GIVEN REQUEST: Scale the entries from the line containing "Report one point per instance of the rocky" through the end of the entries, both ends included, and write every line out again, requests included. Multiply each coordinate in the answers by 2.4 and round to the nearest whole number, rounding halves up, but leave the numbers in the requests and their format samples unchanged.
################
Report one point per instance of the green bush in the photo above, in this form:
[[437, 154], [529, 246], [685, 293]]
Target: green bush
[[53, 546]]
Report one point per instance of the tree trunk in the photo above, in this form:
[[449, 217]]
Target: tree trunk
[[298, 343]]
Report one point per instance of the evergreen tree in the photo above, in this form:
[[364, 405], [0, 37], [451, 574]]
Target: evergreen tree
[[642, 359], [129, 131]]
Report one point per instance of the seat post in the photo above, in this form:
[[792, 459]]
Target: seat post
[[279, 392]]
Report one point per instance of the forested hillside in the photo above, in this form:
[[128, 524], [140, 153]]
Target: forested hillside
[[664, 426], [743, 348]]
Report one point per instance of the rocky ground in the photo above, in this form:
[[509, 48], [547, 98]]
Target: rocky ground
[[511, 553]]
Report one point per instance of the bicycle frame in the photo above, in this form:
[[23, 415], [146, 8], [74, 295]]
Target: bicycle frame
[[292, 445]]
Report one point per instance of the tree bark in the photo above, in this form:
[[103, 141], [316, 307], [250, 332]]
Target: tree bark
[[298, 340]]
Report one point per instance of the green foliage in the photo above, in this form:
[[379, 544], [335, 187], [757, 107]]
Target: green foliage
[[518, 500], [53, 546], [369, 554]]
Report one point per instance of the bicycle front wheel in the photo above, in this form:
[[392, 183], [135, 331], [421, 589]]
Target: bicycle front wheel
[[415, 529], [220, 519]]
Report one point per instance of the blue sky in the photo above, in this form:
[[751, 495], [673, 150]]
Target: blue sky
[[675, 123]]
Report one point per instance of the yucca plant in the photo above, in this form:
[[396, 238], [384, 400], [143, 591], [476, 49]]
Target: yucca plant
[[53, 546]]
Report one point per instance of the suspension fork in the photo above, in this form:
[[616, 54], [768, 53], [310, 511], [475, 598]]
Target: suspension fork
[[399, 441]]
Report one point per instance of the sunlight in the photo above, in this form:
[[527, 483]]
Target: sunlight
################
EXERCISE SOLUTION:
Report one point per instance of the rocky ground in the photo above, in this form:
[[509, 48], [547, 98]]
Target: rocky ground
[[1226, 1327]]
Report one point per instance of the bicycle frame in the photo above, in this form:
[[23, 415], [146, 8], [74, 295]]
Target: bicycle frame
[[701, 1068]]
Report one point per instance of the tree bark in the photo above, in this form:
[[103, 141], [316, 307], [250, 332]]
Target: tree bark
[[715, 816]]
Report one point per instance of the green foliage in the photo above, in this form:
[[379, 544], [335, 187], [757, 107]]
Target: green foliage
[[1243, 1200], [127, 1310], [886, 1330]]
Report one point per instance of the bicycle front wheel in the photo above, in this form:
[[392, 183], [135, 331], [421, 589]]
Target: bicycle front wheel
[[996, 1270], [528, 1246]]
Report one point per instance of the blue sky in the photo above, in this form:
[[751, 495], [673, 150]]
Target: blue sky
[[1620, 295]]
Report one point per instance of the yucca plant in the photo above, in this form:
[[396, 238], [384, 400], [143, 591], [476, 49]]
Target: yucca plant
[[127, 1310]]
Report one point per instance of the suspension fork in the photo above, in this form:
[[616, 54], [768, 53], [310, 511], [475, 598]]
Target: suspension fork
[[958, 1058]]
Report one point per instance of the sunlight in the photo above, in this form:
[[527, 483]]
Target: sunlight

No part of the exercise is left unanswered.